Pointing dataset excerpts:
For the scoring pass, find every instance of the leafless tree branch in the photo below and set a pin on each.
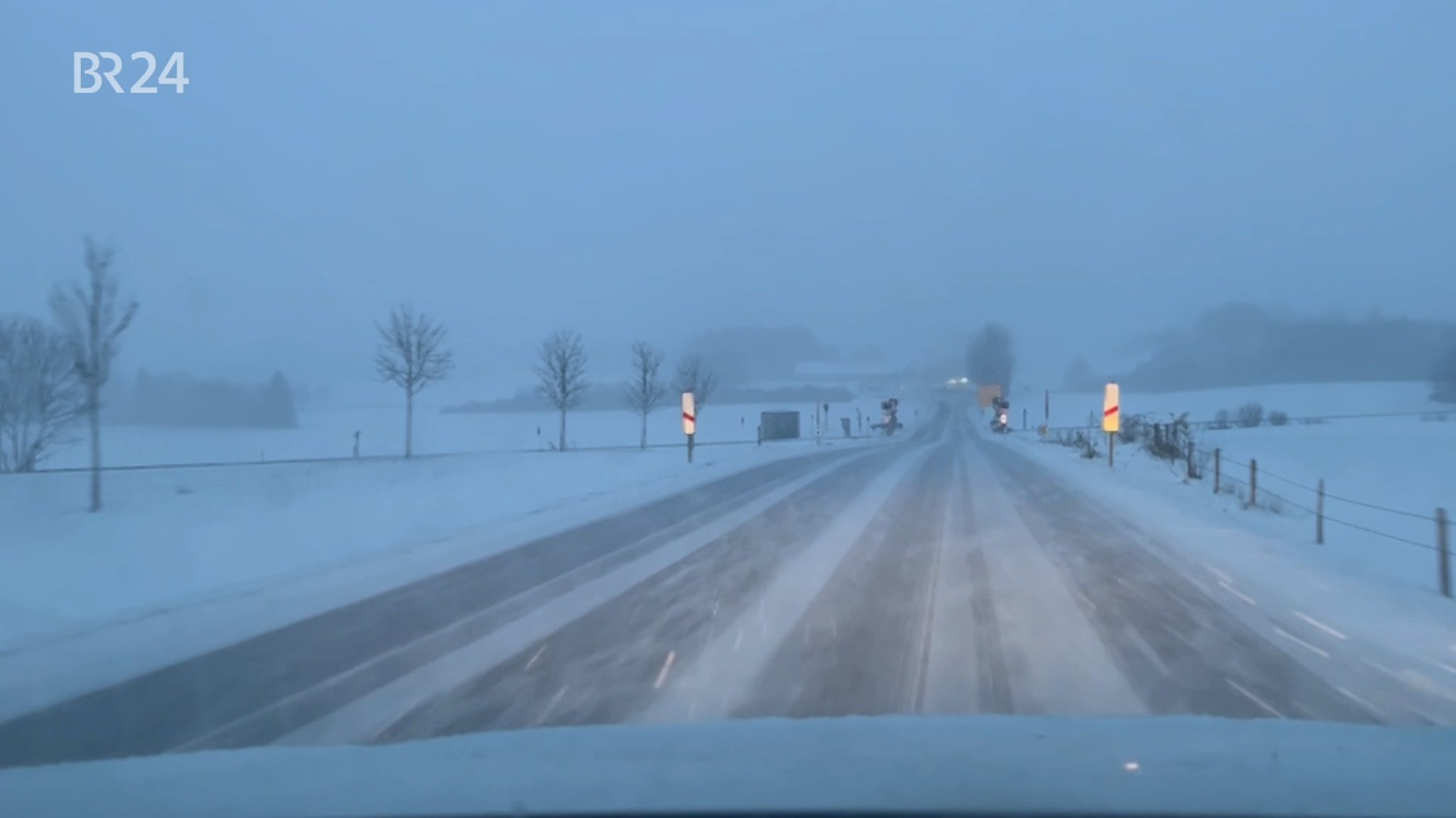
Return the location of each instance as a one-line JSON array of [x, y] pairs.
[[561, 368], [92, 319], [647, 391], [411, 354], [40, 392]]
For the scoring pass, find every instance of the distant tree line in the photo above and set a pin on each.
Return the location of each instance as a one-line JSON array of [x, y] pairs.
[[178, 399], [1248, 345]]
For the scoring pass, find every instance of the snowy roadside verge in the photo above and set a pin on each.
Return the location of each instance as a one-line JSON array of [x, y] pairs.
[[1354, 587], [87, 600]]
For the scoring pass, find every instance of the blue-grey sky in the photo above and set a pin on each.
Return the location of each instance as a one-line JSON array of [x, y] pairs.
[[882, 172]]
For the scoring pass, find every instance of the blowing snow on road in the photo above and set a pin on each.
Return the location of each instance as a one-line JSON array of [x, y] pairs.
[[941, 574]]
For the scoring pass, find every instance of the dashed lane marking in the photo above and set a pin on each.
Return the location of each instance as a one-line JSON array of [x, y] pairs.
[[1236, 593], [1320, 625], [1264, 705], [1297, 641]]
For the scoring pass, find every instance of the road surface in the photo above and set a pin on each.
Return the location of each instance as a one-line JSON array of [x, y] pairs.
[[936, 574]]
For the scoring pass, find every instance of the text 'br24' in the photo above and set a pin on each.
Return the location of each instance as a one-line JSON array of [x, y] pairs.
[[91, 76]]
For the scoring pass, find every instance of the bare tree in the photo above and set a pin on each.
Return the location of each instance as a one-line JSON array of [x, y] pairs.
[[40, 392], [411, 354], [562, 371], [693, 376], [92, 319], [646, 391]]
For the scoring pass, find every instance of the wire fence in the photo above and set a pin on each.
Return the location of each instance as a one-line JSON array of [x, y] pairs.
[[1253, 491]]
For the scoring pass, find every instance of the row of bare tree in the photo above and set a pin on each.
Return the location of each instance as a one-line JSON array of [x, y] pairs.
[[51, 374], [412, 354]]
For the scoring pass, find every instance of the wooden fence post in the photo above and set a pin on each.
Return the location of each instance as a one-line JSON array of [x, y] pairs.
[[1320, 514], [1443, 548], [1254, 482]]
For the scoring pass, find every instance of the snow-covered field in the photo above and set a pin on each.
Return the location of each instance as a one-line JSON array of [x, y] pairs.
[[329, 432], [248, 548], [1383, 578]]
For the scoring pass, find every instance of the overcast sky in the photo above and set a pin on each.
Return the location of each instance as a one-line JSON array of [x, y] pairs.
[[887, 174]]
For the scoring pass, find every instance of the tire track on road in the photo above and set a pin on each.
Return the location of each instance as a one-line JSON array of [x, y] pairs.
[[606, 666], [176, 705], [858, 649], [1181, 651]]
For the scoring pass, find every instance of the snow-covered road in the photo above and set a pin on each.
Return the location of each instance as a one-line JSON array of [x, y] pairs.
[[950, 574]]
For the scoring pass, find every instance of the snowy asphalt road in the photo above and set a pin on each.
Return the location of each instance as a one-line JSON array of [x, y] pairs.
[[946, 574]]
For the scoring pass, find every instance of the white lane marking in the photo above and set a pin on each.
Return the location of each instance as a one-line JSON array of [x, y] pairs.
[[1359, 701], [1181, 638], [1296, 639], [1382, 669], [536, 657], [668, 666], [551, 706], [1320, 625], [1256, 699], [1222, 577], [1239, 594]]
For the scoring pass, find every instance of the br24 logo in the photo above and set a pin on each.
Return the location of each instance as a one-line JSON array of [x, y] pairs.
[[87, 76]]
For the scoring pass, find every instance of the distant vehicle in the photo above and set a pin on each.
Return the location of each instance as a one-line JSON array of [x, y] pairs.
[[1001, 424], [889, 418]]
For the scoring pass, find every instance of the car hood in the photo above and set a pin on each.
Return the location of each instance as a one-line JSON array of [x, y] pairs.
[[975, 763]]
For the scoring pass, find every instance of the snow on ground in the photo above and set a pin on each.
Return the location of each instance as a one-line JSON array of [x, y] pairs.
[[190, 559], [1297, 400], [926, 765], [329, 432], [1357, 581]]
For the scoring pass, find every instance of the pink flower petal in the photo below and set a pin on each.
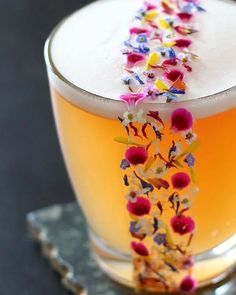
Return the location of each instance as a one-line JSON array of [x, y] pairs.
[[150, 6], [141, 207], [136, 155], [137, 31], [181, 120], [170, 62], [134, 58], [183, 43], [140, 249], [174, 75], [182, 224], [188, 285], [185, 16], [132, 99], [180, 180]]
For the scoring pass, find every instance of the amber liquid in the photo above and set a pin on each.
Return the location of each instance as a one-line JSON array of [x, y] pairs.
[[92, 158]]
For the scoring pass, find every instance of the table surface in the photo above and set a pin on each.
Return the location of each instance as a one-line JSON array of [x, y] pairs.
[[32, 172]]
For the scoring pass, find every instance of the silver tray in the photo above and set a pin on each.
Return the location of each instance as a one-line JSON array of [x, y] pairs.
[[61, 232]]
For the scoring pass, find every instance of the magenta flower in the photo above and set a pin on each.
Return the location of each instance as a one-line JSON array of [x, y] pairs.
[[182, 224], [174, 75], [183, 43], [185, 16], [188, 285], [180, 180], [150, 6], [134, 58], [170, 62], [151, 92], [137, 31], [132, 99], [141, 207], [136, 155], [140, 249], [181, 120]]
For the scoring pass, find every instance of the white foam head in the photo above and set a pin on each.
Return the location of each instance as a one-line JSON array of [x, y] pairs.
[[86, 51]]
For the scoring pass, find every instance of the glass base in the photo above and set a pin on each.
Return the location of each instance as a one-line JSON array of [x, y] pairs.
[[211, 267]]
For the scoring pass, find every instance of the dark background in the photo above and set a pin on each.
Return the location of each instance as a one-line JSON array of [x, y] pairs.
[[32, 174]]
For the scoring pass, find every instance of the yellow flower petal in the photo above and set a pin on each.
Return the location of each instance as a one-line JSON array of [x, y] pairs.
[[161, 86], [152, 60]]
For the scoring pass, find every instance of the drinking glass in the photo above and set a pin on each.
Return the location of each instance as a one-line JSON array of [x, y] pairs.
[[86, 132]]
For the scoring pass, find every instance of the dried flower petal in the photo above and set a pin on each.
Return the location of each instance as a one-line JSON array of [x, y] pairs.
[[174, 75], [183, 43], [185, 16], [140, 249], [136, 155], [180, 180], [140, 208], [182, 224], [134, 58], [181, 120], [188, 285]]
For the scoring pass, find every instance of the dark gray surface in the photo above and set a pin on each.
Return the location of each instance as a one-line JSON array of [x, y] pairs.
[[32, 174], [60, 229]]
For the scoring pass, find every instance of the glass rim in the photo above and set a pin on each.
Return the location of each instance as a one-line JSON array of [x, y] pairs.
[[51, 65]]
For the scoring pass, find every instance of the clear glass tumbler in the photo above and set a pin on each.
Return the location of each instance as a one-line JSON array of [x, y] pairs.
[[86, 131]]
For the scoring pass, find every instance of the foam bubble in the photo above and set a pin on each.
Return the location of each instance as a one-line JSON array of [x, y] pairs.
[[86, 51]]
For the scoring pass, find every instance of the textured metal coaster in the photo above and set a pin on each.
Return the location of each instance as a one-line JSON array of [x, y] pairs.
[[61, 231]]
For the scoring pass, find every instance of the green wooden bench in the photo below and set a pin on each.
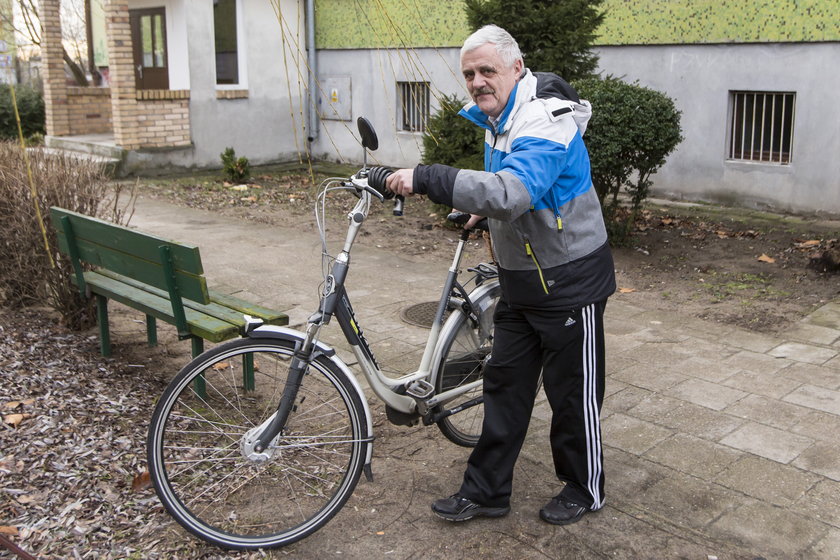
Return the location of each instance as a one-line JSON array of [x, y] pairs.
[[162, 278]]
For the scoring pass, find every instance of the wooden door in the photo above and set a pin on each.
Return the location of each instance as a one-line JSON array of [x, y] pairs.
[[148, 35]]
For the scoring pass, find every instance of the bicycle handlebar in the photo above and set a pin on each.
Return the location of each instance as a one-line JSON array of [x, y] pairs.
[[376, 177], [461, 218]]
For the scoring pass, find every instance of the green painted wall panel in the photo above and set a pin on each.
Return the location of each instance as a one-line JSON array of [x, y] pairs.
[[652, 22], [349, 24], [358, 24]]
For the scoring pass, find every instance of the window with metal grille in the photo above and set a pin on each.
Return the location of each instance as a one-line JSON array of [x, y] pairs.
[[414, 106], [762, 126]]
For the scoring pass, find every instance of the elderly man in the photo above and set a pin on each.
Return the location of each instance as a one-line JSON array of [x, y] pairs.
[[555, 269]]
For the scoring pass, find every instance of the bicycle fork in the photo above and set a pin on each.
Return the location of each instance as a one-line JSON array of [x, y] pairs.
[[273, 427]]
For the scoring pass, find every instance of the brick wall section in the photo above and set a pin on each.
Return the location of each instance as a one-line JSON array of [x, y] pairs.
[[139, 123], [89, 110], [52, 70]]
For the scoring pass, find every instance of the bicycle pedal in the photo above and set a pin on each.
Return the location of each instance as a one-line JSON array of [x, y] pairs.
[[420, 389]]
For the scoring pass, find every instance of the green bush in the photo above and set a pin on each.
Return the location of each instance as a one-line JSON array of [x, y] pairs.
[[28, 274], [632, 130], [30, 104], [453, 140], [236, 169]]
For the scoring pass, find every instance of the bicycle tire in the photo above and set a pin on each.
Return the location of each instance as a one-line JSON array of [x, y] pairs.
[[464, 349], [197, 449]]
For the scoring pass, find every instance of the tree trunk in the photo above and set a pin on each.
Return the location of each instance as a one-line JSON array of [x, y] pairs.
[[77, 71]]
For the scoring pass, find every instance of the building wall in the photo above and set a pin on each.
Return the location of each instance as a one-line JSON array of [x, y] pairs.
[[89, 110], [258, 118], [699, 79], [7, 47], [370, 90]]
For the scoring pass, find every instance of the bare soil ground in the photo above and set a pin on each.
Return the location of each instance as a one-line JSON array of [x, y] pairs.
[[72, 441]]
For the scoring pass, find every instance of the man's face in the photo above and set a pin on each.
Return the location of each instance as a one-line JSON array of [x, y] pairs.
[[489, 80]]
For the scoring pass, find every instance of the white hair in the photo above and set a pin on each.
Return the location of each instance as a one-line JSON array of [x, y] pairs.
[[506, 45]]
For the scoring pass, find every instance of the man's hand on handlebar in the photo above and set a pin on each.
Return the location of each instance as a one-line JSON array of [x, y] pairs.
[[474, 219], [401, 182]]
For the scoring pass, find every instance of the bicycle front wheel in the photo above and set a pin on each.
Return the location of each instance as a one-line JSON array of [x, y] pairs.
[[201, 456], [465, 347]]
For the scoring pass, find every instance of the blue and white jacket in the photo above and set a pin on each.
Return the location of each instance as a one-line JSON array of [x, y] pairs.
[[545, 219]]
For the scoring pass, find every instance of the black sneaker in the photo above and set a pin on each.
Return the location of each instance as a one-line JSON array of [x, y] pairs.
[[458, 508], [560, 511]]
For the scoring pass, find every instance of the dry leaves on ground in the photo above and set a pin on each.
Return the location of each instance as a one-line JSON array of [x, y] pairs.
[[72, 443]]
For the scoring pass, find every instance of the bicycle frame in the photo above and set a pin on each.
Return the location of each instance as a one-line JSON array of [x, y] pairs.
[[335, 301], [419, 394]]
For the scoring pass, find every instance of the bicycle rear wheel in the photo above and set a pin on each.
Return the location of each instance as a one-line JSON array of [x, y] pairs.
[[208, 475], [465, 348]]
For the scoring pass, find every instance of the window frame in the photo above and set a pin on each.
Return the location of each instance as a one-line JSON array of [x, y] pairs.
[[755, 117], [241, 59], [407, 116]]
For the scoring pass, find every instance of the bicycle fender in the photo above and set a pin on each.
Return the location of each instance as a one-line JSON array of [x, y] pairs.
[[291, 335]]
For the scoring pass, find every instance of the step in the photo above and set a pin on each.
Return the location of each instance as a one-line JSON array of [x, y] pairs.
[[94, 144]]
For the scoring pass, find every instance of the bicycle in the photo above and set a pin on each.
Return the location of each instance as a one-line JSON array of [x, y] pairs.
[[259, 442]]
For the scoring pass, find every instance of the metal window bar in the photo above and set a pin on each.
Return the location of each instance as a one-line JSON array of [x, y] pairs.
[[414, 106], [769, 137]]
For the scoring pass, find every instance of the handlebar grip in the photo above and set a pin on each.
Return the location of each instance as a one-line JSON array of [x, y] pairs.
[[459, 218], [376, 180]]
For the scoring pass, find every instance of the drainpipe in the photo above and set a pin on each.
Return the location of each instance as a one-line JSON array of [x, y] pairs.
[[313, 73]]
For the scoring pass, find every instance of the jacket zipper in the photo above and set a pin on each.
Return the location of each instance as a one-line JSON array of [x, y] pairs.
[[530, 252]]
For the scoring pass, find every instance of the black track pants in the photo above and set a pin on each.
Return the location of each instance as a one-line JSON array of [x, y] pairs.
[[568, 347]]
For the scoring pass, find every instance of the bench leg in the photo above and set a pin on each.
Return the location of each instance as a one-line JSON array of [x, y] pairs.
[[102, 320], [248, 372], [197, 345], [199, 384], [151, 330]]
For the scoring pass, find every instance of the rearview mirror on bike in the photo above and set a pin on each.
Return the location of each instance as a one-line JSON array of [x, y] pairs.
[[376, 175]]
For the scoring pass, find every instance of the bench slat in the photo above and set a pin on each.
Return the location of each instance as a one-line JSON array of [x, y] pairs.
[[216, 308], [200, 324], [132, 253]]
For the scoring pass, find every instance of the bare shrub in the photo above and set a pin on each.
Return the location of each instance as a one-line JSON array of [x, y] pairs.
[[27, 274]]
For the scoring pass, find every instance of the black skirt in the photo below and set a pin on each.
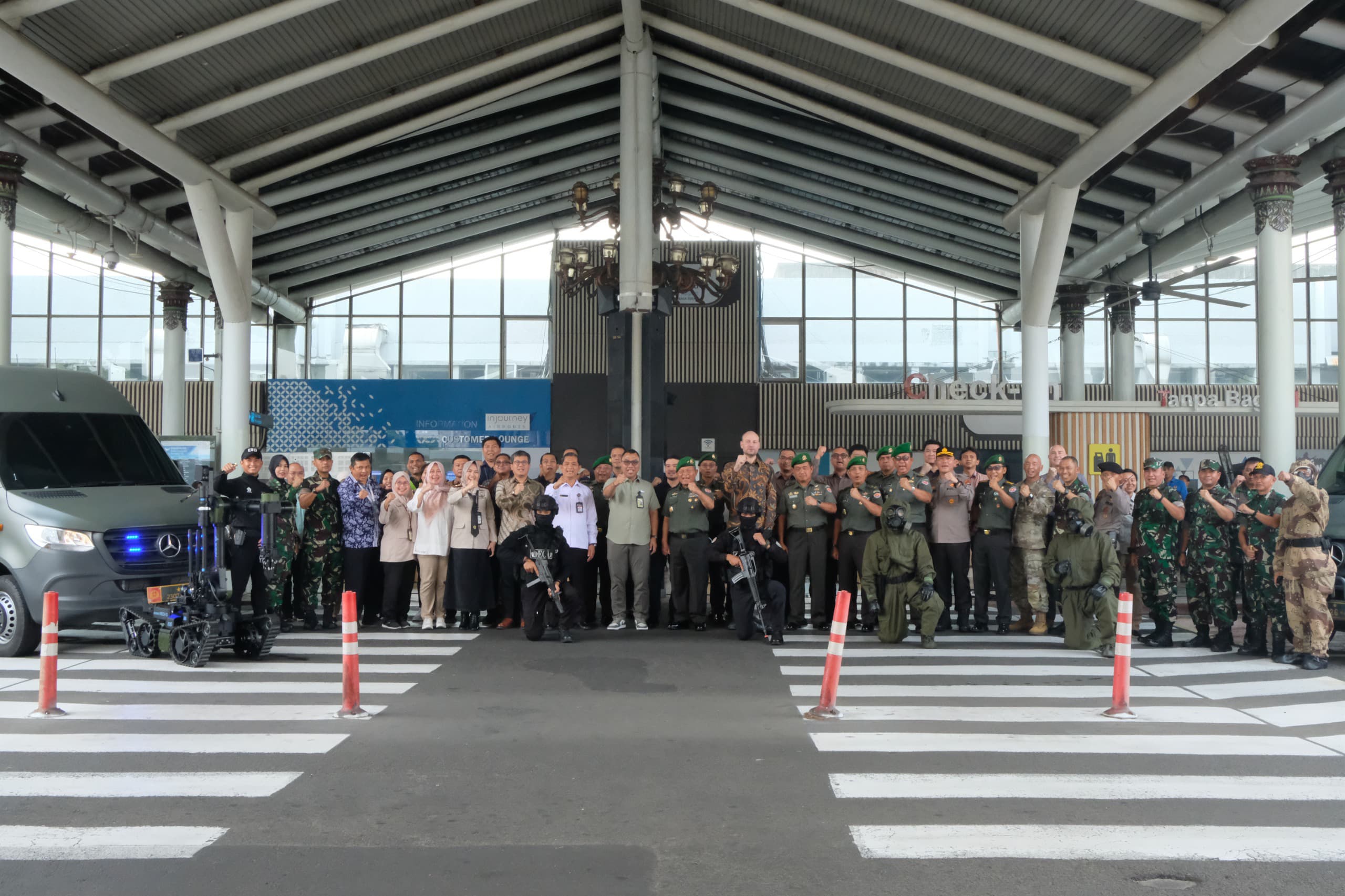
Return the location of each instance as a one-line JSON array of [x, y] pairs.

◆ Instructions for the task
Reproduce verbatim the lines of the records above, beginning with the line that contains "For the scoring pass, find every instance of the bare soil" and continuing through the line that contains "[[506, 45]]", both included.

◆ Solution for this task
For the scoring pass, find every instance of the bare soil ground in the photo above and set a pin on each.
Return the location of each instance as a one-line JSON array of [x, y] pairs.
[[72, 441]]
For the scoring pass, find every instance of the man's face in the photo above and set a pin on each.
Return the location of each instance as a one-line JSON array of [x, y] pairs.
[[489, 80]]
For the scoring pass, find every instance of the white hair in the photo above and set a pin on each.
Return the location of each instance as a one-line JSON array of [x, y] pairs.
[[506, 45]]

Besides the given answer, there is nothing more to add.